EXTRACT:
* * * * * * *

Mr Cash: I understand my hon. Friend's reasoning, but the specific exemptions are set out in clause 4(4)(a), (b) and (c). I understand that he would not want my proposal to go too far. The British people expect these things, which after all include matters such as Turkey and treaties of the type proposed by the French only the other day, not to be exempted. The British people would be left out and not taken into account on such decisions and treaties, yet they would have the most incredible impact on them. I shall explain that later.
Mr Cash: Amendments 1 and 3 stand in my name. My comments boil down to what I said in my interventions on my hon. Friend the Member for Daventry (Chris Heaton-Harris) and were somewhat anticipated by the Minister earlier. In a nutshell, I see no reason why clause 2 should refer to an exemption condition or subsection (3) should state:
"The exemption condition is that the Act providing for the approval of the treaty states that the treaty does not fall within section 4."
Without any further let or hindrance, clause 4(4) would exclude from those arrangements that would result in a proposal for a referendum:
"the codification of practice under" the treaties already established "in relation to the previous exercise of an existing competence",
"the making of any provision that applies only to member States other than the United Kingdom".
That is, I think, an incredibly important point. Also, as we have debated already, it would remove
"in the case of a treaty, the accession of a new member State",
which in this case would include Turkey. In the context of what the Government clearly want to exclude-in other words, their positive policy decision not to allow the British people a referendum on certain treaties of immense importance-they are disavowing the very intentions and principles that underpin the Bill.
I have made that point before over the question of sovereignty, where there is a massive contradiction between what is on the tin and what is in the Bill. I say again that those of us who spoke in favour of the sovereignty of Parliament won the argument, but that was not on the tin and it was not what the Whips-or, indeed, the Prime Minister-wanted, so it was voted down. That does not reflect particularly well-if I may say so-on our democratic system. We are faced with exactly the same point here. We are told on the tin that we will have a referendum on important matters-that is the general idea as explained in the Foreign Secretary's article in The Sunday Telegraph only a week ago-but on examination in Committee, it becomes perfectly obvious that certain kinds of treaty will be excluded. I have mentioned the example of Turkey, but I want to give another specific example of the kind of treaty that would be excluded.

* * * * * * *

DATA SECTION:
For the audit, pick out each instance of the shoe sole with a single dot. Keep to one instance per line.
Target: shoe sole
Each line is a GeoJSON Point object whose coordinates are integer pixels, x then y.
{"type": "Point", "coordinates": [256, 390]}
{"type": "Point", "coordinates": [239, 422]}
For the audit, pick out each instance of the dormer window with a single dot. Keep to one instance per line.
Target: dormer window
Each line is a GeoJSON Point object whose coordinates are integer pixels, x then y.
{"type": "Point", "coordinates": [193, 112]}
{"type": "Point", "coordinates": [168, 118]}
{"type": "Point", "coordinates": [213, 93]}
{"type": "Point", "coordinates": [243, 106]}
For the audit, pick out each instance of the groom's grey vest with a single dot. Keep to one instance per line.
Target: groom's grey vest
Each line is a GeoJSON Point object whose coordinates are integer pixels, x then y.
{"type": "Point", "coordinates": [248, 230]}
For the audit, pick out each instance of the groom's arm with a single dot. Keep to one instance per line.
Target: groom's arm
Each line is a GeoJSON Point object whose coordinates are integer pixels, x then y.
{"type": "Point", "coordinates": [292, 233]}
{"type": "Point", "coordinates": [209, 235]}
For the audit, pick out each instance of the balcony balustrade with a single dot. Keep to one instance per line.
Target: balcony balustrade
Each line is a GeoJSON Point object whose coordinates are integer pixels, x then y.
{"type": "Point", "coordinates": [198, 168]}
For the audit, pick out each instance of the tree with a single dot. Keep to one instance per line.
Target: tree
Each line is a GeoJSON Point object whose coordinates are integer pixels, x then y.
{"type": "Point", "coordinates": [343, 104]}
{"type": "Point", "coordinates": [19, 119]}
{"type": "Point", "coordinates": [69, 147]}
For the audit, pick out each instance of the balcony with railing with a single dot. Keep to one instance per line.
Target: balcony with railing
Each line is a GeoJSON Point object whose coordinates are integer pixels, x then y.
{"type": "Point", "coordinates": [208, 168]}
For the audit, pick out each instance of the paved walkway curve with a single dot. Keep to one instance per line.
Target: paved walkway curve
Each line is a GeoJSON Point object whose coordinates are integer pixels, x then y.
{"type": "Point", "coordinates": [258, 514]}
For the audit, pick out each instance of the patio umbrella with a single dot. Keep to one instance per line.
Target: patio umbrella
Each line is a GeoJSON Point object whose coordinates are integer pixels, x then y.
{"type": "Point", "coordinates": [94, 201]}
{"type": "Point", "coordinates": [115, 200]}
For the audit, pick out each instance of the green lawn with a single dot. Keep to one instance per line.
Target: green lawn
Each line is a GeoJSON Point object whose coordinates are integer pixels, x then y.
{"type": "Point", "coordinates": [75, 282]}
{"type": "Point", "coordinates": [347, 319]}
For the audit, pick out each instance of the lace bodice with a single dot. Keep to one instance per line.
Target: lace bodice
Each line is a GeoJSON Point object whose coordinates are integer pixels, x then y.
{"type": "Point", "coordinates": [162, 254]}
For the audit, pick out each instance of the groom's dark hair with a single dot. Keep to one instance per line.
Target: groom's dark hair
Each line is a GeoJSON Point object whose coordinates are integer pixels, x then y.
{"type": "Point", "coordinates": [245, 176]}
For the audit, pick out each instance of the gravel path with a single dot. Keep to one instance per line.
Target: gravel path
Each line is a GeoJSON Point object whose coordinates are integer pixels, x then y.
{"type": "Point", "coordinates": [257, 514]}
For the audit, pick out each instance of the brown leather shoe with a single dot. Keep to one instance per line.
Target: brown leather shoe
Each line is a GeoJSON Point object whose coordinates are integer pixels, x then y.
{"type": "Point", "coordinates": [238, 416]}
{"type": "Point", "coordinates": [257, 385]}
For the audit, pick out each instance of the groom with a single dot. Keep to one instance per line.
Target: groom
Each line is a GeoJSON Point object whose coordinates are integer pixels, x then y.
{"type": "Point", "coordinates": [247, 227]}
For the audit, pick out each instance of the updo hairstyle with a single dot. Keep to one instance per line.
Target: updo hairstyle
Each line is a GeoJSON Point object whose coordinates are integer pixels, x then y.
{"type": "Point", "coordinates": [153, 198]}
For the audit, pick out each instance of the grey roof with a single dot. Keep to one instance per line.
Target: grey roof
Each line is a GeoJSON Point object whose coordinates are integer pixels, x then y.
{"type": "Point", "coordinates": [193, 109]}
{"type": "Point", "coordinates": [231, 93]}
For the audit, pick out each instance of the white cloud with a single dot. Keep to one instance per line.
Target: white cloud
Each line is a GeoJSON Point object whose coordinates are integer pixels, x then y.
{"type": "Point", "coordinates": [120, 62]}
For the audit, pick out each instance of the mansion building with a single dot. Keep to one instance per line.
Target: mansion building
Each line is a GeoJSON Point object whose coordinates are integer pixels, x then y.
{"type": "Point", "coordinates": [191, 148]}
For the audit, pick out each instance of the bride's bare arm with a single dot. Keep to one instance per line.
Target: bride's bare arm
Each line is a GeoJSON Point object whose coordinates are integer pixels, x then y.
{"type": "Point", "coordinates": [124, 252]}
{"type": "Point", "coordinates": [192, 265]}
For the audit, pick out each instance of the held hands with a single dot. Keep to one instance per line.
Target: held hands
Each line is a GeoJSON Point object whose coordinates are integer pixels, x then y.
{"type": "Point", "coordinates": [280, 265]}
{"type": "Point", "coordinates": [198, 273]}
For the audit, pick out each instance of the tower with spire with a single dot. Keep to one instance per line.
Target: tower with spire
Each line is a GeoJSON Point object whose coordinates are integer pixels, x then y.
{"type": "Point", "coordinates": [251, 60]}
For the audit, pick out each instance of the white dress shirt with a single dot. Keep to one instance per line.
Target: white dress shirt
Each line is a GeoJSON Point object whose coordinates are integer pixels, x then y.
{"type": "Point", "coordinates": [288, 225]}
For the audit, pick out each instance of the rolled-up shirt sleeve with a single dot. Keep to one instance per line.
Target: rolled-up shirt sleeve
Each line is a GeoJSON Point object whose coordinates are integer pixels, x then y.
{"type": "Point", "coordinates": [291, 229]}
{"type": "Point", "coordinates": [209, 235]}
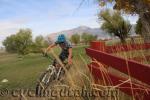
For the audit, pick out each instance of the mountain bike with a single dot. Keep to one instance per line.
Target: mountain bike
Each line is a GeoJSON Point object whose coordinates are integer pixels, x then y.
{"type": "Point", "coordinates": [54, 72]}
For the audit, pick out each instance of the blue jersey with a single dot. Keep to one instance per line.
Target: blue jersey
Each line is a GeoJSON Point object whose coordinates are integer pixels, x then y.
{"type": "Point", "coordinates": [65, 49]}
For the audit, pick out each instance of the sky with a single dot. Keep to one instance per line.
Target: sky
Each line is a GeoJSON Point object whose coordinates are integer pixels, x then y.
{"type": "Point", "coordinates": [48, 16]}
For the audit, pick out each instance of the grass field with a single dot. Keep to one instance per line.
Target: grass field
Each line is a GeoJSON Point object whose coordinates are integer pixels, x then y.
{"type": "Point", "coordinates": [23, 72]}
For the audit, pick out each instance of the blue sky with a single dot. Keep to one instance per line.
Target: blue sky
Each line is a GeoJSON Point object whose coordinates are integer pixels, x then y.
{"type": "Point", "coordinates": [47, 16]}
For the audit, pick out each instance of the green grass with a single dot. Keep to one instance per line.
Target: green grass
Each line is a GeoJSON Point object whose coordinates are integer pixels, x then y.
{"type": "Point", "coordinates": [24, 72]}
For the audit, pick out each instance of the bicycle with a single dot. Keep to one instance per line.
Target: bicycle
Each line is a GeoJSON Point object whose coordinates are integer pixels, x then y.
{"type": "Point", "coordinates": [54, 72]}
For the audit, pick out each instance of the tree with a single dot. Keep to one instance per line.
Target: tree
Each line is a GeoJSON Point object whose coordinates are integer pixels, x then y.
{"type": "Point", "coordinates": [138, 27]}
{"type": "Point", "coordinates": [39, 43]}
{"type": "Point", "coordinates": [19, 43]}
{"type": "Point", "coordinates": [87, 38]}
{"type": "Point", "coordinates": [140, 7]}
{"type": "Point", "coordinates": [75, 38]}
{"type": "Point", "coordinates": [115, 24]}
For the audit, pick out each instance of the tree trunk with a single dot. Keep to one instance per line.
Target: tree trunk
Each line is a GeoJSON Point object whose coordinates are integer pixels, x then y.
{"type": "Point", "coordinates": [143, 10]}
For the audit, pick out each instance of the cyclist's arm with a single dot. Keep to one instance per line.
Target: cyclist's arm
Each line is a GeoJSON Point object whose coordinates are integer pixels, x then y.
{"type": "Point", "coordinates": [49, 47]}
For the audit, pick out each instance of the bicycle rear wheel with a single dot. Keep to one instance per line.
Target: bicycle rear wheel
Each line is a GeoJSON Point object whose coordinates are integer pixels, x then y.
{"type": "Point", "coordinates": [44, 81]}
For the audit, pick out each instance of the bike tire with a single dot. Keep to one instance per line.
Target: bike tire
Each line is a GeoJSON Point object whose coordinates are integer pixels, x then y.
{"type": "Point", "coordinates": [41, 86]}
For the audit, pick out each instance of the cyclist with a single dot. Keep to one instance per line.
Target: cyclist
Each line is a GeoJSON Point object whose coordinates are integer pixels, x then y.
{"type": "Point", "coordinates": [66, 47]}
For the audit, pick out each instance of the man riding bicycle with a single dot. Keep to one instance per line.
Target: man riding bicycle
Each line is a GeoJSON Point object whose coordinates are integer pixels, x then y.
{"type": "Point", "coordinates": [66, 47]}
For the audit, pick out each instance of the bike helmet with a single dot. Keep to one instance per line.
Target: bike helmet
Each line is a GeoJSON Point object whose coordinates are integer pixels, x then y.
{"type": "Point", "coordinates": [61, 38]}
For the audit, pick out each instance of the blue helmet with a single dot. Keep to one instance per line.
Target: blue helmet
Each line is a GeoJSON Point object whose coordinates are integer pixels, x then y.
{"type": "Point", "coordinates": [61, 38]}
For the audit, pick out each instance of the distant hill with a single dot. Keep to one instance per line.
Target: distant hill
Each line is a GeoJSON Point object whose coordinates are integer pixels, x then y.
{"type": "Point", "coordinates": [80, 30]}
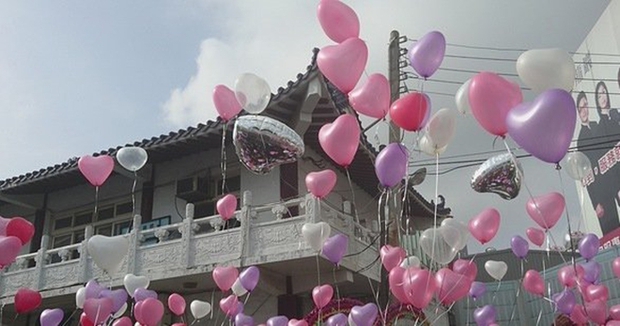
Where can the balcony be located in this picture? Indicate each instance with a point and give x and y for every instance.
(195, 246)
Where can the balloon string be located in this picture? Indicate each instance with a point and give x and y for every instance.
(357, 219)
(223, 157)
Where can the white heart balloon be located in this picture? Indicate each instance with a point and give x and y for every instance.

* * * * * * *

SHORT EXERCISE:
Extract the complete debate passage on referendum exemptions for treaties, reproducing it word for word.

OUTPUT OF THE TASK:
Mr Cash: I understand my hon. Friend's reasoning, but the specific exemptions are set out in clause 4(4)(a), (b) and (c). I understand that he would not want my proposal to go too far. The British people expect these things, which after all include matters such as Turkey and treaties of the type proposed by the French only the other day, not to be exempted. The British people would be left out and not taken into account on such decisions and treaties, yet they would have the most incredible impact on them. I shall explain that later.
Mr Cash: Amendments 1 and 3 stand in my name. My comments boil down to what I said in my interventions on my hon. Friend the Member for Daventry (Chris Heaton-Harris) and were somewhat anticipated by the Minister earlier. In a nutshell, I see no reason why clause 2 should refer to an exemption condition or subsection (3) should state:
"The exemption condition is that the Act providing for the approval of the treaty states that the treaty does not fall within section 4."
Without any further let or hindrance, clause 4(4) would exclude from those arrangements that would result in a proposal for a referendum:
"the codification of practice under" the treaties already established "in relation to the previous exercise of an existing competence",
"the making of any provision that applies only to member States other than the United Kingdom".
That is, I think, an incredibly important point. Also, as we have debated already, it would remove
"in the case of a treaty, the accession of a new member State",
which in this case would include Turkey. In the context of what the Government clearly want to exclude-in other words, their positive policy decision not to allow the British people a referendum on certain treaties of immense importance-they are disavowing the very intentions and principles that underpin the Bill.
I have made that point before over the question of sovereignty, where there is a massive contradiction between what is on the tin and what is in the Bill. I say again that those of us who spoke in favour of the sovereignty of Parliament won the argument, but that was not on the tin and it was not what the Whips-or, indeed, the Prime Minister-wanted, so it was voted down. That does not reflect particularly well-if I may say so-on our democratic system. We are faced with exactly the same point here. We are told on the tin that we will have a referendum on important matters-that is the general idea as explained in the Foreign Secretary's article in The Sunday Telegraph only a week ago-but on examination in Committee, it becomes perfectly obvious that certain kinds of treaty will be excluded. I have mentioned the example of Turkey, but I want to give another specific example of the kind of treaty that would be excluded.